#### EXTRACTED RECORDS
____

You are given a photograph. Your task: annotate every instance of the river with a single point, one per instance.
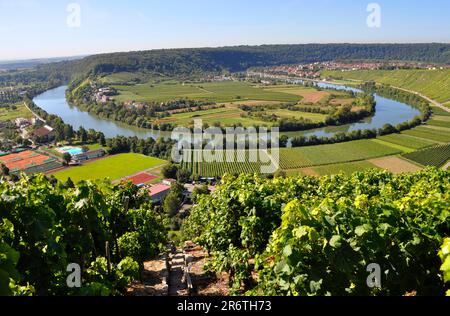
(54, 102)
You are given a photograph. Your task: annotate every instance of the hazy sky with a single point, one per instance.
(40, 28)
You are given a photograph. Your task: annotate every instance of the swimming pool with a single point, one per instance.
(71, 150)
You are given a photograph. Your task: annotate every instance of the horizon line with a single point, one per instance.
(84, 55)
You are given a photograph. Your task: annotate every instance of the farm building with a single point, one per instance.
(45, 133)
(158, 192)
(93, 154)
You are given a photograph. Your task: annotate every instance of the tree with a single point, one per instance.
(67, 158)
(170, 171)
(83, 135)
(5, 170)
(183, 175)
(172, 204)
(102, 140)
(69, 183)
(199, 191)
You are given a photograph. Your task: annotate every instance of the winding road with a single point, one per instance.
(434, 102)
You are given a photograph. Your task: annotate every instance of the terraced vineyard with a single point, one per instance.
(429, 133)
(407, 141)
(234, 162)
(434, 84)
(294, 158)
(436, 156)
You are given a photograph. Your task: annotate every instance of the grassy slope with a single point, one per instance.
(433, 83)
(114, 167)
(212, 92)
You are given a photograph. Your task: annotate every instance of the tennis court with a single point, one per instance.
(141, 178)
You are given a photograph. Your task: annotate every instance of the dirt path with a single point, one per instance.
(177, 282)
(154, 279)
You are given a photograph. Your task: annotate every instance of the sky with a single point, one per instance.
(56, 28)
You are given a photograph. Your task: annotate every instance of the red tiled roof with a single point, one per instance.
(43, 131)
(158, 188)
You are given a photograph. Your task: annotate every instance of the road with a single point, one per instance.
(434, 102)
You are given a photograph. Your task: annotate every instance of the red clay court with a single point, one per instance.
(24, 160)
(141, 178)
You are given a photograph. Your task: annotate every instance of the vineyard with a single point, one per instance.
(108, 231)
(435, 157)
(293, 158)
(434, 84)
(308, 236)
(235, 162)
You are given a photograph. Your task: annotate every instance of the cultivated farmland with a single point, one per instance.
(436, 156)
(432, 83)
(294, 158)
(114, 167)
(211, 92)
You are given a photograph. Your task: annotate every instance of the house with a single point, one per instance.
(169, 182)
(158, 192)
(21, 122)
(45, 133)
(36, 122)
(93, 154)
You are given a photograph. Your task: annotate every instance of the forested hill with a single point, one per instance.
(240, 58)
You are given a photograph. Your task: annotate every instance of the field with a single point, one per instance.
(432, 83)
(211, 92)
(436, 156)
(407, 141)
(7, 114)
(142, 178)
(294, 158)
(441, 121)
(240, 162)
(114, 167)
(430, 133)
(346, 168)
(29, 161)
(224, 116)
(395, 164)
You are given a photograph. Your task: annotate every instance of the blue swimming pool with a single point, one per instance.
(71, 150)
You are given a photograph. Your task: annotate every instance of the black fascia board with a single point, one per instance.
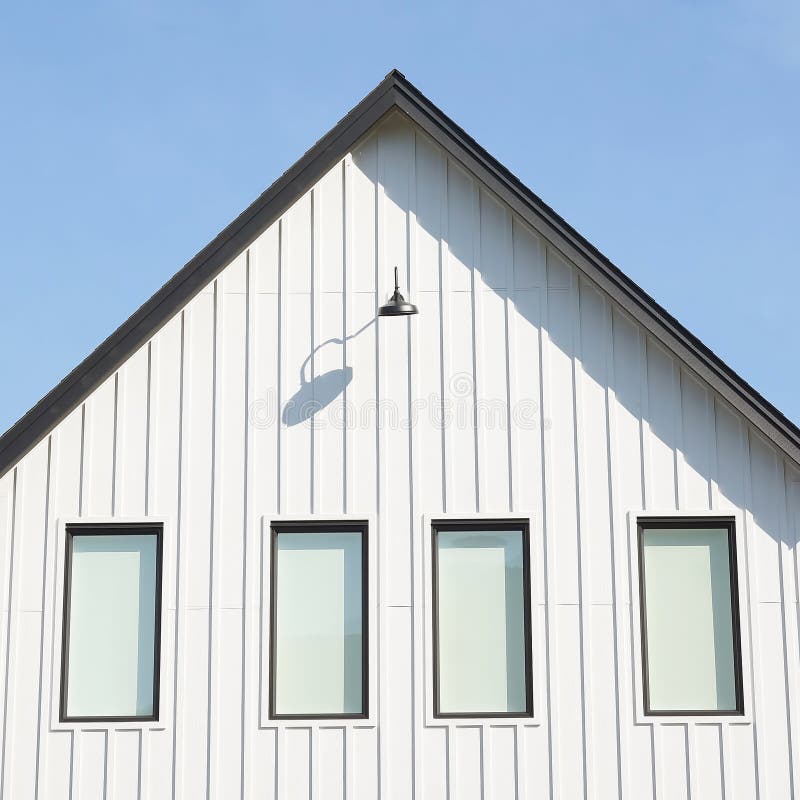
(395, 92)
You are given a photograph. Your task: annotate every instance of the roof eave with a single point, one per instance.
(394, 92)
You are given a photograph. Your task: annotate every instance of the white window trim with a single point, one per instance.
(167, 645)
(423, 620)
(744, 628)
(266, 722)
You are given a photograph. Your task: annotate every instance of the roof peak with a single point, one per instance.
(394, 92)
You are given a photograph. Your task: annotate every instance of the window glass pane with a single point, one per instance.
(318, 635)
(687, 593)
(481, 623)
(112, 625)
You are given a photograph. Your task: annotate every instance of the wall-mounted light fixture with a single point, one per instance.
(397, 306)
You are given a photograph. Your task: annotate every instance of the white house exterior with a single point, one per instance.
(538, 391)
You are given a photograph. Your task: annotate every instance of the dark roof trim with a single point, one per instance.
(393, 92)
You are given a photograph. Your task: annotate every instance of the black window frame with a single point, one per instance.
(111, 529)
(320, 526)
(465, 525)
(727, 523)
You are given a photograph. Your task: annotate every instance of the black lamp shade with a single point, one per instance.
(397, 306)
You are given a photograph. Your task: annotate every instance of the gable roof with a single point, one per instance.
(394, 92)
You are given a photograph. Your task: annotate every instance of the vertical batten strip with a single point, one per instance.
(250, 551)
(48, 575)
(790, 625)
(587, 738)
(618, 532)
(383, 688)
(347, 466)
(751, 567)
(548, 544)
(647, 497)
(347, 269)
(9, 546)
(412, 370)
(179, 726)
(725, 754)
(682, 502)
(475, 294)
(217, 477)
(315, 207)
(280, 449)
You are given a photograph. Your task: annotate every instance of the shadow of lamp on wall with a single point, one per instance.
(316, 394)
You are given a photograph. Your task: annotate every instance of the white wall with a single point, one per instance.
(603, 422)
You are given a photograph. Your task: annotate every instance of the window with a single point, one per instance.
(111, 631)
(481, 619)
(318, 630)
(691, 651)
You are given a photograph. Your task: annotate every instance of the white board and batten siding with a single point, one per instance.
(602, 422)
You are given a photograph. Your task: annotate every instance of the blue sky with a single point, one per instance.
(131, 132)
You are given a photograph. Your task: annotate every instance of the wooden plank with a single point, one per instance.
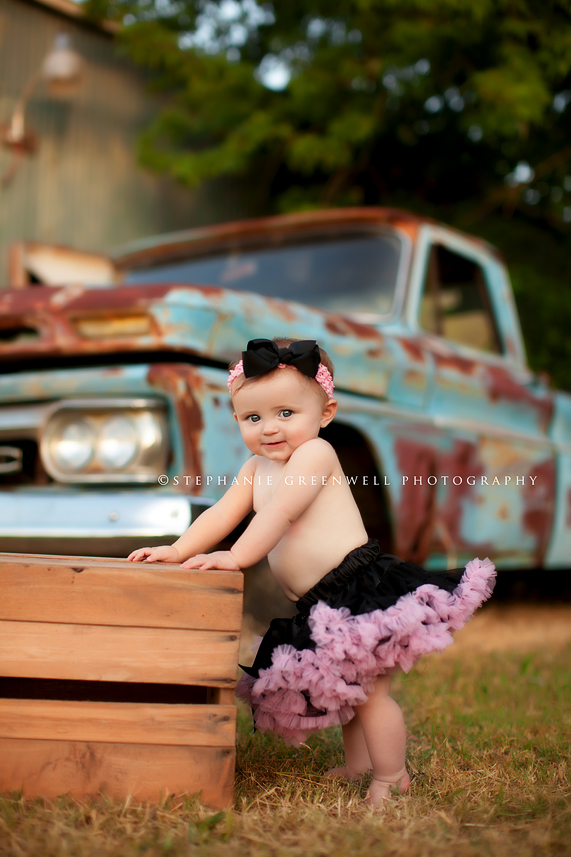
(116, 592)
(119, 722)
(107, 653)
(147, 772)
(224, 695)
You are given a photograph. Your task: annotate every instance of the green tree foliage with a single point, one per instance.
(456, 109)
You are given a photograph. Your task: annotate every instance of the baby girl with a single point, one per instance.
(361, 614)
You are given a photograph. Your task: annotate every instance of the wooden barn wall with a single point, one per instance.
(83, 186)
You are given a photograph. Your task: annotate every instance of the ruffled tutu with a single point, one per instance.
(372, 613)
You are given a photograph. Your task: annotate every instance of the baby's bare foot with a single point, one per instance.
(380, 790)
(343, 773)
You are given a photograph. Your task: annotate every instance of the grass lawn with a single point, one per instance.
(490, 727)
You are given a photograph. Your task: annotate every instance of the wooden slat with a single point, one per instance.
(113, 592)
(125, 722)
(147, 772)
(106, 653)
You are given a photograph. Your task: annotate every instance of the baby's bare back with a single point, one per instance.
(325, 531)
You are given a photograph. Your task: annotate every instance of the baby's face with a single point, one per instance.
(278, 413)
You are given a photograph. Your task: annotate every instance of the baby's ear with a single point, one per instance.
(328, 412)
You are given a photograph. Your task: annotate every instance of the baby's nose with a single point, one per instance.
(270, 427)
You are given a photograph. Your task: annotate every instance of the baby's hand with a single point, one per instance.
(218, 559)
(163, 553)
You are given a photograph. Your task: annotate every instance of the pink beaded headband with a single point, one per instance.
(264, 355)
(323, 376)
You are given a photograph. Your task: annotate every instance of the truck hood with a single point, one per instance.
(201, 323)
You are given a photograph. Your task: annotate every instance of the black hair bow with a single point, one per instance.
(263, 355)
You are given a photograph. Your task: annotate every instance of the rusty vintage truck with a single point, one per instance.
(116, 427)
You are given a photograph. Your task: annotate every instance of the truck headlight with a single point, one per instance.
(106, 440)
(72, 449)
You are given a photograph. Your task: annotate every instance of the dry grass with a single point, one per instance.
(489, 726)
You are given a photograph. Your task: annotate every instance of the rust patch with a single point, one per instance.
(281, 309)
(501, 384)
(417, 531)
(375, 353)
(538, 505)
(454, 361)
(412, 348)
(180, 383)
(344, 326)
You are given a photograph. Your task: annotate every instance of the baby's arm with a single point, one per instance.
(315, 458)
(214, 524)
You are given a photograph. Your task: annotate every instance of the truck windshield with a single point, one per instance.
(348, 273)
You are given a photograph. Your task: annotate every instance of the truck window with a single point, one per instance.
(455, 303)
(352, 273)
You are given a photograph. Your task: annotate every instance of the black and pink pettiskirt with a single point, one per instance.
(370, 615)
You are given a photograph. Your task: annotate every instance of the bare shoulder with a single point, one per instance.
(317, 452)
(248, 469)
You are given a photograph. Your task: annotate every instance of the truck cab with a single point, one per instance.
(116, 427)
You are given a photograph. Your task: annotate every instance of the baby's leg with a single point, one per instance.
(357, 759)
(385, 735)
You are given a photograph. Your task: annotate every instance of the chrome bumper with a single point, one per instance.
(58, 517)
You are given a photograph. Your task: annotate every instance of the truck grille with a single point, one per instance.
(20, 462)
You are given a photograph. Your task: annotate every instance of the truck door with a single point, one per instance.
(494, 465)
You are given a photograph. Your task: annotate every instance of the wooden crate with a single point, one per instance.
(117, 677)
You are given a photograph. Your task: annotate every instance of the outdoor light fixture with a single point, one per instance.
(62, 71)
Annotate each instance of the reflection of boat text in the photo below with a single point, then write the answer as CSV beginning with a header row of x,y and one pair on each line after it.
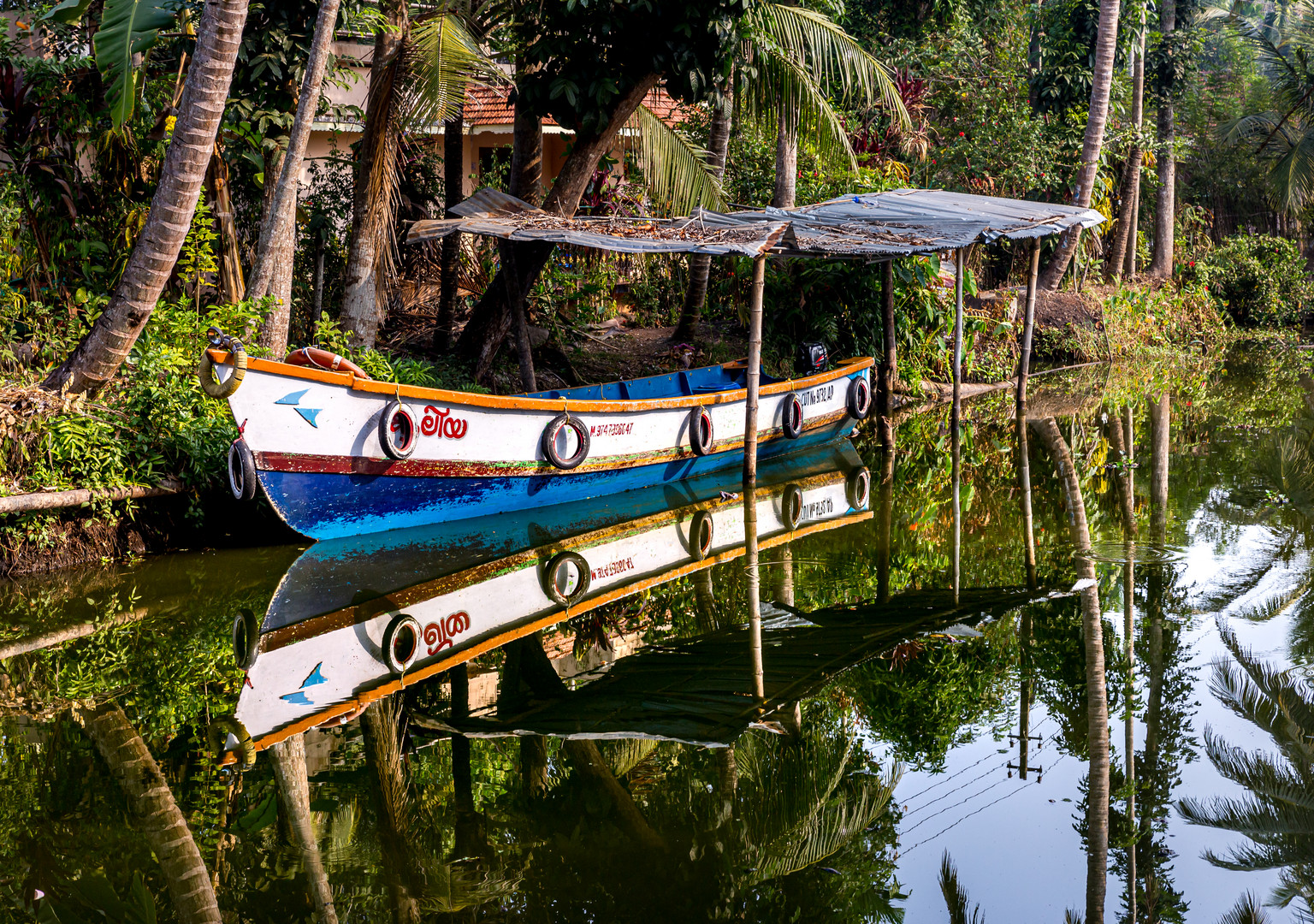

____

#### EXERCISE BRIEF
Your copy should consist solely of the lines from the line containing "door with a single point, one per instance." through the last line of the records above, reproduced exactly, with the pictures left out.

#### PROBLEM SOLUTION
You are given a photograph. Your task: annotate every instance of the truck door with a single point, one per instance.
(494, 465)
You are given a photograph. Your task: annotate every instance of the wooden crate with a single point, one per instance.
(117, 677)
You are given a photograph. Your task: annotate every instance of the outdoor light fixture with a single point, one per instance.
(62, 71)
Annotate each instance of the reflection of boat text in the photo below with a single point, then write the answer as CSV beginning with a header row of x,y and one pair on each line after it.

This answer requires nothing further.